- **What is expected**: Format the lines of the records below as a JSON list of strings, one string per line, from the line containing "--target thorny stem" through the line containing "Provide the mask of each instance of the thorny". Leave out any blank lines.

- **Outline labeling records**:
-=-=-
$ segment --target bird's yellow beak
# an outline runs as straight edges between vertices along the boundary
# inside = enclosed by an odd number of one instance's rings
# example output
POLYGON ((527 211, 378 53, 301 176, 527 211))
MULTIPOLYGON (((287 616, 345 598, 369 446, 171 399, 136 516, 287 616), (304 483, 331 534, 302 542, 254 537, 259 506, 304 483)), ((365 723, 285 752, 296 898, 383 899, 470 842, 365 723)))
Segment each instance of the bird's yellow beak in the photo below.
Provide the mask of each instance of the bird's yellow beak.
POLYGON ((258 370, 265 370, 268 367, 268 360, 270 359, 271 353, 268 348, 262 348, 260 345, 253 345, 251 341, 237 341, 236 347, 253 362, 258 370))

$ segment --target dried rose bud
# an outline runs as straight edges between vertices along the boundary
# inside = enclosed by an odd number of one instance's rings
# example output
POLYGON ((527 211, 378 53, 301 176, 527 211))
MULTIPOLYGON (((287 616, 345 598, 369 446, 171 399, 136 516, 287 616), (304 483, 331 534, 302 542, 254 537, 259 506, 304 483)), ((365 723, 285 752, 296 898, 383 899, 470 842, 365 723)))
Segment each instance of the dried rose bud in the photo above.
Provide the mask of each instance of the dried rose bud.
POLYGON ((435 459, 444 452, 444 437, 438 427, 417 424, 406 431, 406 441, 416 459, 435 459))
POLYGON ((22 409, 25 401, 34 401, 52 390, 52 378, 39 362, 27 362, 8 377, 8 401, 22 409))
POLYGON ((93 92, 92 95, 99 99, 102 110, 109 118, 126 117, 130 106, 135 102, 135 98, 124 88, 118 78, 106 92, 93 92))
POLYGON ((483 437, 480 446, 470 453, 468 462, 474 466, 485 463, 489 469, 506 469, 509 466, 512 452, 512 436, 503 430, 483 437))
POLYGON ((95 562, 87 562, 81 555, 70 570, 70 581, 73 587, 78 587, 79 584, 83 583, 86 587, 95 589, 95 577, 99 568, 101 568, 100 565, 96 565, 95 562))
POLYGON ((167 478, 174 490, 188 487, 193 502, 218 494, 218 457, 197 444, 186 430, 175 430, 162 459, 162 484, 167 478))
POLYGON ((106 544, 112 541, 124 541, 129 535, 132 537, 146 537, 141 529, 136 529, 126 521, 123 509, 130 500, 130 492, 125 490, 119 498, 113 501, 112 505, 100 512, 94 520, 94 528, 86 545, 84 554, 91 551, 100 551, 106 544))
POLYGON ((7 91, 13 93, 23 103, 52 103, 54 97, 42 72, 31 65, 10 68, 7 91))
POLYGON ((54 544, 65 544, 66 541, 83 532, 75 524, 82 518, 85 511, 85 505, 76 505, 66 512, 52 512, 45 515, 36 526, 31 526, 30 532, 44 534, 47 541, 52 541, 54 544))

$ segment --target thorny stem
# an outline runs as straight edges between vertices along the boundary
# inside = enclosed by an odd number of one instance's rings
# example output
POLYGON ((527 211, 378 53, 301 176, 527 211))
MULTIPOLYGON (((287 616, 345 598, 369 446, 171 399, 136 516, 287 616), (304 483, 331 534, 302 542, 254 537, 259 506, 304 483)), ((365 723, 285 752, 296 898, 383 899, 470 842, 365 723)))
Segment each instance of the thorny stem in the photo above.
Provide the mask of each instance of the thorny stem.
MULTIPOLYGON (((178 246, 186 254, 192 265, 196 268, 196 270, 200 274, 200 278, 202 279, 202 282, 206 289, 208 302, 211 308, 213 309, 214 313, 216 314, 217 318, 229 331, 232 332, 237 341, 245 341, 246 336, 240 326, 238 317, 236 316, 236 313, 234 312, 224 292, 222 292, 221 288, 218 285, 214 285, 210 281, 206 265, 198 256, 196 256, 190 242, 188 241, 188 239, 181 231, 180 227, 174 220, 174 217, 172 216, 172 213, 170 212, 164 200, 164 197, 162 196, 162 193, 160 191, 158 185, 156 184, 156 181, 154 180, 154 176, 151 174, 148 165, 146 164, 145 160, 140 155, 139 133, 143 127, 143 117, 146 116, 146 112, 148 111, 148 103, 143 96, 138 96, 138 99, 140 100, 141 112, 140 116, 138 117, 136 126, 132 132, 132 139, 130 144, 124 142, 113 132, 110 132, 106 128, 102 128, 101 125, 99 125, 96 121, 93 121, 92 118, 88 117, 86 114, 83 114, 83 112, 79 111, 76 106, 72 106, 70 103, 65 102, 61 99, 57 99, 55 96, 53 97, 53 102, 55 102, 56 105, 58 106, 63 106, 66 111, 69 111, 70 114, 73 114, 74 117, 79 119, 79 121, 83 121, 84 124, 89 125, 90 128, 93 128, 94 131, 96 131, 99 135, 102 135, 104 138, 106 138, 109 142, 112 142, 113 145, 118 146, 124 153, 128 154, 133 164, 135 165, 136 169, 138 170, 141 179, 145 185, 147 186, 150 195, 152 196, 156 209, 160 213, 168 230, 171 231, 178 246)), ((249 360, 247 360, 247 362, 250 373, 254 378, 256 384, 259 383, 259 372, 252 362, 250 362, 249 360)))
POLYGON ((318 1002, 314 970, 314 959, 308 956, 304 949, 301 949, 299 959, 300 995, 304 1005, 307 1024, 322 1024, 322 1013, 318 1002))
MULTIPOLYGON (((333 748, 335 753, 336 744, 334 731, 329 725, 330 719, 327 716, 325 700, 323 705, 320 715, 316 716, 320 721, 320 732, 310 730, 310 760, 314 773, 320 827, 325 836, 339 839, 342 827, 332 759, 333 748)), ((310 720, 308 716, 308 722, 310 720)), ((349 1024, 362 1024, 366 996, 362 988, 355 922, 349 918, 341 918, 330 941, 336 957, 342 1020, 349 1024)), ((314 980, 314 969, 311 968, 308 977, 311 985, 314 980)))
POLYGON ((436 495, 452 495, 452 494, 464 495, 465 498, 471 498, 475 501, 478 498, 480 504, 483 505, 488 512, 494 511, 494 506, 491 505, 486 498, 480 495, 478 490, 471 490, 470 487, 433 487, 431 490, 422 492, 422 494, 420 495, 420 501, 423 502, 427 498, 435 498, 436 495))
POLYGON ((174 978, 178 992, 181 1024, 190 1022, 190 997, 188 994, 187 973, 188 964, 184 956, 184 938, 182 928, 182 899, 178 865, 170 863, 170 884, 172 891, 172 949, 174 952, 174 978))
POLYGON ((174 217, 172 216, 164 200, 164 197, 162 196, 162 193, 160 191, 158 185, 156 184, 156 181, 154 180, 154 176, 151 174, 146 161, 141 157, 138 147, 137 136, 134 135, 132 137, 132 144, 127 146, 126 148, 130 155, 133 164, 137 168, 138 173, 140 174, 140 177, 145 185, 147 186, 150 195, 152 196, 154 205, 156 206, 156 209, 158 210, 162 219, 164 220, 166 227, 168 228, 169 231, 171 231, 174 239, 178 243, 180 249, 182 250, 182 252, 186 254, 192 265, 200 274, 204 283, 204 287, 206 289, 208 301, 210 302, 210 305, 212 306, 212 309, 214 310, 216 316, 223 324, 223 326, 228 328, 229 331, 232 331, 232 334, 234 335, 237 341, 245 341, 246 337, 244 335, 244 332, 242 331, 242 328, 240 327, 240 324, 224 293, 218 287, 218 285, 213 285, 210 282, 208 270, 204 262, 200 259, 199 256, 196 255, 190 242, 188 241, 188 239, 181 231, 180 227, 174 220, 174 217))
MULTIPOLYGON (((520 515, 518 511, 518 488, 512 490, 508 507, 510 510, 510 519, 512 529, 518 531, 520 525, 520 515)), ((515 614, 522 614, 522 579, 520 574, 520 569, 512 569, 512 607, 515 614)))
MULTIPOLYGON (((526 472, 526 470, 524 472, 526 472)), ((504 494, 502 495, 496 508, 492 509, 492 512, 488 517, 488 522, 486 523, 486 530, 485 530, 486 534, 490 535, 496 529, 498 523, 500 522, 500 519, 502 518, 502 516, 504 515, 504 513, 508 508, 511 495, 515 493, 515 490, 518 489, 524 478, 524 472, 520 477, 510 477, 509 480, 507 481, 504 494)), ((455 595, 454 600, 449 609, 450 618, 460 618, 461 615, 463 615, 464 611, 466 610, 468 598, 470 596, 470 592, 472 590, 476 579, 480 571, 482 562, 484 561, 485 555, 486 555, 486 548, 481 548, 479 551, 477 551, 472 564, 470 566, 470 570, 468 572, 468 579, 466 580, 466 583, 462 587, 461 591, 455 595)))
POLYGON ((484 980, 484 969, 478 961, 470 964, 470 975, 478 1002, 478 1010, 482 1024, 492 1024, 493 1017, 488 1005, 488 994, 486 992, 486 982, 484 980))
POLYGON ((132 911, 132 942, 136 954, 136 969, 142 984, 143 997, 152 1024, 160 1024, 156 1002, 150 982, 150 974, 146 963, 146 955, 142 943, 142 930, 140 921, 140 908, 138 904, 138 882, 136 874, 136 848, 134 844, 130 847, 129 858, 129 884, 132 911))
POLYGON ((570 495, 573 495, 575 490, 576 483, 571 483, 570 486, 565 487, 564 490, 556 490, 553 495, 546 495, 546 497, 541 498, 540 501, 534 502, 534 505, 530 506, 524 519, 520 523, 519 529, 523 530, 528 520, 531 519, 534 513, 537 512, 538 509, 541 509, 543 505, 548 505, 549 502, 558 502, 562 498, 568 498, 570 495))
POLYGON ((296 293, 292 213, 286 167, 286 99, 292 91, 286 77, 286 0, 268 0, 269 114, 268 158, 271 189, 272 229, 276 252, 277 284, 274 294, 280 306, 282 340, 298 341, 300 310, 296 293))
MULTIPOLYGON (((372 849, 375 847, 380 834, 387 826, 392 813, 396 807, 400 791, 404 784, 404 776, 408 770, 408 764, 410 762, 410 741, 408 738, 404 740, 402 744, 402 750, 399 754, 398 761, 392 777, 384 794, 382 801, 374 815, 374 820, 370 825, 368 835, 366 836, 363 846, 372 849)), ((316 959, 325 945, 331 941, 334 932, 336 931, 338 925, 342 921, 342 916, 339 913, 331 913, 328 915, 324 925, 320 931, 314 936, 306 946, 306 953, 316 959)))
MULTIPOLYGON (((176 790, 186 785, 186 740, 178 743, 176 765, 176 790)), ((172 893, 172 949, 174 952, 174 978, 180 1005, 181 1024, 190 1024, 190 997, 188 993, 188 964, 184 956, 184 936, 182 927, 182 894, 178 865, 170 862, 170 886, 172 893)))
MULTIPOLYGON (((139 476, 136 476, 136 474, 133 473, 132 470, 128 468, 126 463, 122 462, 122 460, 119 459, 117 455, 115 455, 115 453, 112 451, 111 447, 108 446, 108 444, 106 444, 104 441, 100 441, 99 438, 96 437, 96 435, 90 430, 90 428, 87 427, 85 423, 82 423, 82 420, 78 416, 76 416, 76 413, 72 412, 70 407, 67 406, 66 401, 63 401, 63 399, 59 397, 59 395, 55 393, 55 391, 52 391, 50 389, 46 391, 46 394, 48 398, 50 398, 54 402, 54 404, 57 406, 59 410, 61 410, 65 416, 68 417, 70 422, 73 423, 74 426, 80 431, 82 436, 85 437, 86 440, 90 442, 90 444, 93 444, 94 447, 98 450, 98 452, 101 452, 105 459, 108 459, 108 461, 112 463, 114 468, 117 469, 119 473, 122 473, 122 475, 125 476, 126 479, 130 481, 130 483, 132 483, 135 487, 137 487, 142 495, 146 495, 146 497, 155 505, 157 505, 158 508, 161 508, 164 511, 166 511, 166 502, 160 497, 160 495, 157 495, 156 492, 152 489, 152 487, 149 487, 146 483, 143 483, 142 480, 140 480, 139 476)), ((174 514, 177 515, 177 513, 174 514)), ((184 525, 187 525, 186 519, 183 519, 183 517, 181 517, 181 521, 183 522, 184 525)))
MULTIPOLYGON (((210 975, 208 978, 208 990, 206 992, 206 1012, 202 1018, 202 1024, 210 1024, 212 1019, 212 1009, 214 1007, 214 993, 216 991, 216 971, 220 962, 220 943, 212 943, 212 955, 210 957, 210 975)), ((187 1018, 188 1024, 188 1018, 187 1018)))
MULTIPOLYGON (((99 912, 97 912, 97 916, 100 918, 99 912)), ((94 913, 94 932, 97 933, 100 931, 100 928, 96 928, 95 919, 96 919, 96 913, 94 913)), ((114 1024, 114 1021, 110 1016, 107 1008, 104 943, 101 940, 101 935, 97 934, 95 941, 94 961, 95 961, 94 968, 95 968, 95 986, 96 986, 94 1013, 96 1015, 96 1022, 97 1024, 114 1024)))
-=-=-
- **Right answer**:
[
  "$ segment --target thorny stem",
  "# an outline runs as straight edges between vertices along the boundary",
  "# inside = enclosed by an odd number of one instance's rings",
  "# example output",
  "POLYGON ((527 211, 378 53, 301 176, 527 211))",
  "MULTIPOLYGON (((287 616, 345 598, 369 446, 171 399, 136 516, 287 616), (304 483, 331 534, 302 542, 254 537, 259 506, 304 483)), ((365 723, 285 752, 296 898, 383 899, 470 842, 365 723)))",
  "Segment each instance of the thorny stem in the photo above.",
  "Provide the mask of each instance of the thorny stem."
]